* WHAT THE EXERCISE ASKS *
Rewrite the records below with "lane tally" changed to "lane count" and nothing else altered. Leave the pictures out.

* RECORD LIST *
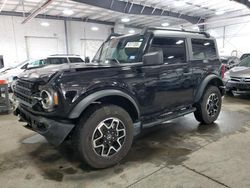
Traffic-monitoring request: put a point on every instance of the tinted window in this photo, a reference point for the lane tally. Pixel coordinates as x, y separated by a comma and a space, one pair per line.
123, 50
57, 60
203, 49
174, 50
75, 60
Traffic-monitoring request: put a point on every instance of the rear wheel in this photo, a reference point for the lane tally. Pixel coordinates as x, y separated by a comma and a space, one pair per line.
208, 109
104, 136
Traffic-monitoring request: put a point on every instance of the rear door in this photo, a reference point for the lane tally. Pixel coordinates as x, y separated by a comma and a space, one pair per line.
204, 59
169, 86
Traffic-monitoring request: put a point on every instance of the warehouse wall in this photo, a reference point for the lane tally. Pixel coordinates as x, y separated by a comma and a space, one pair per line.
15, 37
232, 35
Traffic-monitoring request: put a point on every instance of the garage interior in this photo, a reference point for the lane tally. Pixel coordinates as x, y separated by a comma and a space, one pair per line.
177, 153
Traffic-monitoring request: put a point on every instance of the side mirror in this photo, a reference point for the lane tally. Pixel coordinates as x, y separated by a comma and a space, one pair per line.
153, 58
87, 60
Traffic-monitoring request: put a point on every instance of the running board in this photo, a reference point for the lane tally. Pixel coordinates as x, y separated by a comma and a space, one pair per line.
169, 117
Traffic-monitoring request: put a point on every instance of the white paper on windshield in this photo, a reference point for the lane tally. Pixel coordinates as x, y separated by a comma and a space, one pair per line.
133, 45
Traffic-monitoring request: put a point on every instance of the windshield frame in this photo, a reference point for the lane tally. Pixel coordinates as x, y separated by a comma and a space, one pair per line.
245, 61
138, 59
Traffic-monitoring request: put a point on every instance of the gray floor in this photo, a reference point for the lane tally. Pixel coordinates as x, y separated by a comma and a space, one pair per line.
180, 153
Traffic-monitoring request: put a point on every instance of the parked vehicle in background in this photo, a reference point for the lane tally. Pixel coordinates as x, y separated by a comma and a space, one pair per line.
140, 80
244, 56
11, 74
237, 80
230, 61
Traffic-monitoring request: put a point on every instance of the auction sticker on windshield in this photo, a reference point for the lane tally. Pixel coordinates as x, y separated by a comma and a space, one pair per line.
133, 45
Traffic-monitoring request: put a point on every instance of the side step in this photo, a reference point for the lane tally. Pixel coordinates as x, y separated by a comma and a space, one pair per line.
169, 116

* THE SOLUTION *
Traffic-monitoring request: put a point on every instance of the tinted window in this photo, a reference point for the lane count. Pixel coordinates as x, y separated by a comma and a space, one pair per line.
123, 50
57, 60
203, 49
174, 50
75, 60
Traffic-monitoring request: put a point on every instance of the rear wheel in this photo, a reference point for the lane count. Pixel coordinates as x, y separated by a comma and a space, one pair per line.
208, 109
104, 136
Traffic-monitoring request: put a point on every instance of the rear door in this photo, a reference point for the lane count. Pixel coordinates as x, y separated by a comma and a space, one pair per line.
204, 59
169, 86
Traffic-monitoring request: put a point on every instance of the warehouse wall in this photo, a reference point for the lane count. Pixel coordinates as x, y separated by a comma and a space, one pair per line.
15, 37
232, 35
Traffic-monitoring request: put a point on every instance of the garage interior in this photo, a reference point for the lane count. Pixel coordinates as x, y separated by a comma and a space, one pair per line.
177, 153
Traffic-monitoring request: put a point on every instance of the side mirror in this photo, a reference point for the lane count. Pixel coordinates as x, y separated by a comma and a space, one pair per line.
153, 58
87, 60
Traffic-monitoring request: put a point on every instance of the running board in this photo, a reference point for the lane count. Pixel coordinates as x, y separated by a comma and a space, one pair per line.
169, 117
Traffic-monitoring request: put a point on every instance of the white paper on windshield in this photo, a reference point for the lane count. Pixel coordinates as x, y separated by a comma and a space, one pair per line.
133, 45
Traffic-monitoring request: put a point on every instance of the windshield frame in this photo, a reference point for the lane count. Pixel coordinates as x, y separated by a comma and a space, one pair per line.
245, 61
138, 59
Traffic-monitoring request: put a point on every instance of the gray floor in this photo, a reference point for the lane count. Pixel coordinates as x, y separated by a comma and a space, one pair per line.
180, 153
Traffic-monitoring request: put a point on every instance of the parked vehicle in background in this photo, a reference point for the lane count. Pixel coordinates as x, y separated by a comma and a space, one pair per line.
140, 80
244, 56
11, 74
237, 80
230, 61
Traffic-monitoring request: put a point on every instance of the auction sticker on windshield in this photo, a reference point for the lane count. Pixel coordinates as x, y separated by a comma and a space, one pair per line.
133, 45
Traffic-monitoring request: put a point on every instance of the side step in this photo, a reference point for the lane count. Pixel coordinates as x, y separated by a comma and a space, one pair per line.
169, 116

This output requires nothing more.